Texte fourni:

Vers la fin du malus Agirc-Arrco ?

Le recul de l’âge légal de départ prévu par le projet de réforme des retraites pourrait entraîner la disparition du malus temporaire, spécifique au régime Agirc-Arrco. Pour les salariés du secteur privé qui vont quitter la vie professionnelle, ce serait une bonne nouvelle.

Le coefficient de solidarité ou malus qui affecte les pensions Agirc-Arrco depuis janvier 2019 est pour le moins pénalisant : durant 3 ans (36 mois), dans la limite de leur 67e anniversaire, les salariés du secteur privé ou agricole nés à compter de 1957 qui partent dès l’obtention de leur taux plein voient leur pension de retraite complémentaire minorée de 10 %. Autrement dit, celle-ci n’est versée qu’à hauteur de 90 % durant les 3 premières années qui suivent la cessation de leur travail (1).

Inciter les futurs retraités à travailler plus longtemps

Adopté en 2017 par les partenaires sociaux pour ramener à l’équilibre les finances de l’Agirc-Arrco (ce qui est désormais chose faite), ce malus n’a jamais caché son sous-jacent : inciter les futurs retraités à décaler leur date de départ, c’est-à-dire à travailler plus longtemps ! Jouer les prolongations durant 12 mois permet en effet d’échapper totalement à ce malus et donc de percevoir immédiatement 100 % de sa pension Agirc-Arrco (des bonus temporaires de 10 %, 20 % ou de 30 %, applicables durant 1 an, ont également été prévus pour les personnes qui continuent à travailler respectivement 2, 3 ou 4 ans de plus au-delà de la date d’obtention de leur taux plein).

Une évidente double peine

Avec le recul de l’âge légal de 62 à 64 ans, prévu par le projet de réforme des retraites actuellement en cours de discussion, le maintien du malus Agirc-Arrco équivaudrait à une double peine : non seulement la réglementation obligerait les personnes nées à partir du 1er septembre 1961 à partir plus tard qu’aujourd’hui, mais en plus, leur pension Agirc-Arrco continuerait à être grevée par cette pénalité s’ils n’acceptaient pas un décalage encore plus lointain de leur date de départ en retraite.

Entrées enregistrées:
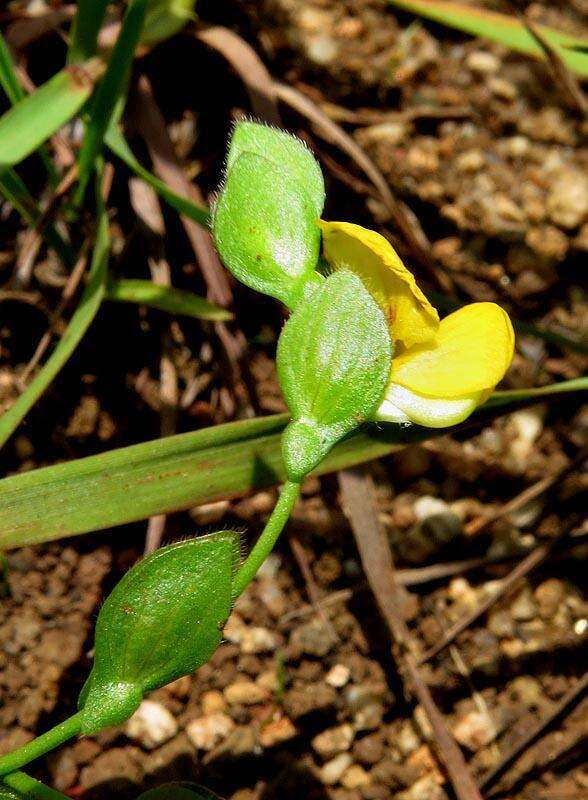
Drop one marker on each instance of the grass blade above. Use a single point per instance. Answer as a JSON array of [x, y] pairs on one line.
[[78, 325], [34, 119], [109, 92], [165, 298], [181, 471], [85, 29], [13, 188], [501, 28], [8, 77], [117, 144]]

...

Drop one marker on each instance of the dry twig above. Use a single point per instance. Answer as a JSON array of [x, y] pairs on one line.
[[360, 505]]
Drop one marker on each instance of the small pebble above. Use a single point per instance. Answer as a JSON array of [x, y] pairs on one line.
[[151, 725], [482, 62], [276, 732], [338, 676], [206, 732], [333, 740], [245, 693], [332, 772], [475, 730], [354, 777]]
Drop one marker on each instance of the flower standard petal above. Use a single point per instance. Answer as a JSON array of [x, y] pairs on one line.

Exercices:
a) Relevez chaque pourcentage distinct cité dans le texte sur le malus Agirc-Arrco, dans leur ordre d'apparition.
b) Reprenez le texte sur le malus Agirc-Arrco et poursuivez-le après sa dernière phrase.

Réponses finales:
a) 10 %, 90 %, 100 %, 20 %, 30 %

b)
Un dispositif au succès relatif

La question du maintien du malus se pose donc avec acuité, d’autant qu’au regard des derniers chiffres disponibles, ce dispositif de solidarité n’a vraisemblablement pas obtenu le succès escompté : en 2021, selon l’Agirc-Arrco, sur les 616 946 personnes ayant fait valoir leur pension complémentaire (hors celles ayant perçu un versement unique du fait de droits trop faibles), 42,5 % seulement ont été confrontées à une baisse temporaire du montant de leur pension de 5 % ou de 10 %. Pour 2022, cette proportion est de 46,4 %, ce chiffre étant toutefois provisoire car ne comportant pas les deux derniers mois de l’année.

La question se pose désormais avec acuité

Hasard du calendrier ? Les partenaires sociaux qui doivent fixer le prix d’achat du point Agirc-Arrco pour 2023 (c’est le montant de cotisation qui permet d’acquérir un point de retraite Agirc-Arrco), avaient prévu de se réunir au cours de ce premier semestre, sans qu’une date soit pour le moment fixée. « Cela pourrait être l’occasion de discuter de l’avenir du coefficient de solidarité », fait-on savoir du côté du régime, tout en refusant formellement « toute politique fiction » quant au maintien ou à la suppression du fameux malus.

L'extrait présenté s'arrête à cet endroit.